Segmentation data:
###
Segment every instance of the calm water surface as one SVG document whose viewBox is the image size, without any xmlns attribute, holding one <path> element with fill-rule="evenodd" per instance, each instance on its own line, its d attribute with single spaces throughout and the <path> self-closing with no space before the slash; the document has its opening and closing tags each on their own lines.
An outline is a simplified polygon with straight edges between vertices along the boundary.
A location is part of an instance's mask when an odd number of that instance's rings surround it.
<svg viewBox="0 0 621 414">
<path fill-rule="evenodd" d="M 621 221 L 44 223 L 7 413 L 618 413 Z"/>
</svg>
###
_Stated task_:
Please copy the data above word for word, with nothing changed or left out.

_Worked solution_:
Segment every instance of the calm water surface as one SVG document whose viewBox is the image size, without any xmlns attribute, holding one <path> element with fill-rule="evenodd" per instance, each instance on its own line, its d attribute with single spaces throughout and the <path> self-closing with no space before the slash; the document has its opening and closing tags each on their own lines.
An outline is a simplified polygon with straight edges between vertices along the boundary.
A location is part of an instance's mask when an odd number of that instance's rings surround it.
<svg viewBox="0 0 621 414">
<path fill-rule="evenodd" d="M 621 221 L 44 223 L 7 413 L 618 413 Z"/>
</svg>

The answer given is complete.